Assignment:
Write out the entire case description of the distal tibial and fibular fracture below word for word.

----- Text section

Tibia and fibula, distal: extraarticular multifragmentary distal tibial fracture—43-A3 in combination with a multifragmentary distal fibular fracture
A 46-year-old fisherman was injured by a sling on the right lower leg while working on a ship, sustaining a Gustilo-Anderson type IIIA open fracture of the right distal tibia (43-A3) without neurovascular or tendon injuries.
Indication for MIPO
An unstable fracture of the distal tibial metaphysis is a good indication for plate fixation because the short distal fragment and wide medullary canal make for a more difficult intramedullary nailing surgical technique.
Meanwhile, MIPO is considered a safe option in open fractures after initial wound debridement and stabilization using an external fixator. The procedure is also straightforward especially if the fracture has been well reduced and maintained with an external fixator. However, in this case the soft-tissue condition did not allow for the standard medial or lateral approaches to the distal tibia. The soft tissue on the posterior aspect of the ankle was in good condition so it was planned to apply the plate on the posterolateral aspect of the distal tibia using MIPO technique (see Fig 21.5-4 ).

----------
----- Records

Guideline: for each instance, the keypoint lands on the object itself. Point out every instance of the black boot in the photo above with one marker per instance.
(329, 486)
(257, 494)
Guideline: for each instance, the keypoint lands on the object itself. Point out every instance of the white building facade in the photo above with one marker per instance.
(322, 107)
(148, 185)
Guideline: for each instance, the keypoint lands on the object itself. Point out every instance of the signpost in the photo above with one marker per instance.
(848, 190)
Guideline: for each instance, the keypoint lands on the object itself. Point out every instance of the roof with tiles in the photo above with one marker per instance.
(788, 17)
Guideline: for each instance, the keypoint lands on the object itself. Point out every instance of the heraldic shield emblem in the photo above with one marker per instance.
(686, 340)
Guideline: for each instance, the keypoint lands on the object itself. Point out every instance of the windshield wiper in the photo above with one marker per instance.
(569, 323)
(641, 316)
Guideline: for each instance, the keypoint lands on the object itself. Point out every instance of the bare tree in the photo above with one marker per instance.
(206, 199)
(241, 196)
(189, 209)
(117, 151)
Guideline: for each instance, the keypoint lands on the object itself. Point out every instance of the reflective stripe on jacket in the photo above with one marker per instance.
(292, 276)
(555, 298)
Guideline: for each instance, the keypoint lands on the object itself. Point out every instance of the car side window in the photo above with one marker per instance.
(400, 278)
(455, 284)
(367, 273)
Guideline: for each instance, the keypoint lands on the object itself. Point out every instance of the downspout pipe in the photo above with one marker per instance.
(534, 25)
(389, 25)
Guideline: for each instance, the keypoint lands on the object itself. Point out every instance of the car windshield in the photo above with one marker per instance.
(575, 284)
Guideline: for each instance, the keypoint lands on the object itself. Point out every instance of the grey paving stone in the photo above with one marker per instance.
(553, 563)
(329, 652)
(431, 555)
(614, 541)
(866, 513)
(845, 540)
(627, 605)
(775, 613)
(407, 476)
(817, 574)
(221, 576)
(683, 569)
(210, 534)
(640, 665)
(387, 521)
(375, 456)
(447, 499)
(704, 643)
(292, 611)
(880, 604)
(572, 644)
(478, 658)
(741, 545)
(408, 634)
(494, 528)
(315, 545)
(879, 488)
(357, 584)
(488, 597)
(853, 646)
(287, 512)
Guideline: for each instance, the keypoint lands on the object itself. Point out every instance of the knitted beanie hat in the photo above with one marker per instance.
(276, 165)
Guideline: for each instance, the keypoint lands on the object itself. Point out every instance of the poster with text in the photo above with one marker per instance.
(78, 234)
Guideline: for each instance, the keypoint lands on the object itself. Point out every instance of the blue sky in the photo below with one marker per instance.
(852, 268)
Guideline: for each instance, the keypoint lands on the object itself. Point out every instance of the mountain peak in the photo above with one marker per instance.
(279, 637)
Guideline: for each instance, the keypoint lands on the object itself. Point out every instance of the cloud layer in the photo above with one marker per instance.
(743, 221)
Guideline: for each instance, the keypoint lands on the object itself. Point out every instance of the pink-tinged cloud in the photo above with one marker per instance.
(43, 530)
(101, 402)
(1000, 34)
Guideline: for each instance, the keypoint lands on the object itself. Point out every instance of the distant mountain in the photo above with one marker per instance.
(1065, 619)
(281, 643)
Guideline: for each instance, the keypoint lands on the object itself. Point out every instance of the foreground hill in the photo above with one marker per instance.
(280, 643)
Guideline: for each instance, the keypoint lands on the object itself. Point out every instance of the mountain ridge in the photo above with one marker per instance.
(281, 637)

----------

Solved exercise:
Tibia and fibula, distal: extraarticular multifragmentary distal tibial fracture—43-A3 in combination with a multifragmentary distal fibular fracture
A 46-year-old fisherman was injured by a sling on the right lower leg while working on a ship, sustaining a Gustilo-Anderson type IIIA open fracture of the right distal tibia (43-A3) without neurovascular or tendon injuries.
Indication for MIPO
An unstable fracture of the distal tibial metaphysis is a good indication for plate fixation because the short distal fragment and wide medullary canal make for a more difficult intramedullary nailing surgical technique.
Meanwhile, MIPO is considered a safe option in open fractures after initial wound debridement and stabilization using an external fixator. The procedure is also straightforward especially if the fracture has been well reduced and maintained with an external fixator. However, in this case the soft-tissue condition did not allow for the standard medial or lateral approaches to the distal tibia. The soft tissue on the posterior aspect of the ankle was in good condition so it was planned to apply the plate on the posterolateral aspect of the distal tibia using MIPO technique (see Fig 21.5-4 ).